START Source material
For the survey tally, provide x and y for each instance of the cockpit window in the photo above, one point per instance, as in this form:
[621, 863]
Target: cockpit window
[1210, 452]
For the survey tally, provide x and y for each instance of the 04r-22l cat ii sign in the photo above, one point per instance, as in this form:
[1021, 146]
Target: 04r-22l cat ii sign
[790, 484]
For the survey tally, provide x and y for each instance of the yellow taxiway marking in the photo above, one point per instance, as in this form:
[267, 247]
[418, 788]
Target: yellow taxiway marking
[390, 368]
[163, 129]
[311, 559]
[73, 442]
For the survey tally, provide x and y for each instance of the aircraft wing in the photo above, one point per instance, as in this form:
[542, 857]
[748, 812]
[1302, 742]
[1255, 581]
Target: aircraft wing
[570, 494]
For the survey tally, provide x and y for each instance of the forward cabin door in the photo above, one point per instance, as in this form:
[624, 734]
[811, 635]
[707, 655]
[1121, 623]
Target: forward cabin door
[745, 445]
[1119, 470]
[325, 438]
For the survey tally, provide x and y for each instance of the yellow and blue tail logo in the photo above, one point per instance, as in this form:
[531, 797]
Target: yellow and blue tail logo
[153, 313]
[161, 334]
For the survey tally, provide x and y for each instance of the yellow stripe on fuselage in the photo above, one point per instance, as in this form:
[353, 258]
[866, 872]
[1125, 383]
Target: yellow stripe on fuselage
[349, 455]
END Source material
START Source material
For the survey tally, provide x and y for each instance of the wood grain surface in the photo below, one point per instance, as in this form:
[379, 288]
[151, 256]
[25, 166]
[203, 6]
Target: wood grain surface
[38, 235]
END Source material
START Source material
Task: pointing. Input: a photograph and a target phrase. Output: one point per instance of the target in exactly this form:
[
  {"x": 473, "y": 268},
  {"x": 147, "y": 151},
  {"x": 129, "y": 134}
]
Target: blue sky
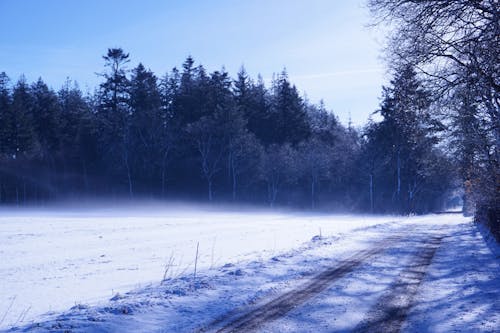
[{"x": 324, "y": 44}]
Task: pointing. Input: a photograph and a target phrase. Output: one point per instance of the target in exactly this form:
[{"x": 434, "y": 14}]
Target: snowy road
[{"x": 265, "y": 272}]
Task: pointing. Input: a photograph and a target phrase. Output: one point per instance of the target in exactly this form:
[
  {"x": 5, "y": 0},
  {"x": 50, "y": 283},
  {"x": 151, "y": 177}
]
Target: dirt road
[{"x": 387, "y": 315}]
END Source material
Task to carry out
Look above for the line containing "of the cockpit" and the line containing "[1121, 623]". Transcribe both, with the lines between them, exactly.

Task result
For the survey tally, provide x and y for each instance of the cockpit window in the photo above, one point per instance, as in this form:
[621, 863]
Target: cockpit window
[1210, 452]
For the survey tally, provide x and y for each instance of the 04r-22l cat ii sign in the photo above, one point per instance, as in this form:
[1021, 146]
Target: 04r-22l cat ii sign
[790, 484]
For the survey tally, provide x and y for each instance of the yellow taxiway marking in the photo above, one point per instance, as in this form:
[267, 247]
[418, 788]
Target: yellow taxiway marking
[390, 368]
[163, 129]
[311, 559]
[73, 442]
For the survey tally, provide x and y for each instance of the aircraft wing in the photo above, one point per instance, as in this form:
[542, 857]
[748, 812]
[1302, 742]
[1255, 581]
Target: aircraft wing
[570, 494]
For the survey tally, provide x and y for each instance of the forward cabin door in the photo above, one point per instance, as in this form:
[624, 734]
[811, 635]
[707, 655]
[1121, 623]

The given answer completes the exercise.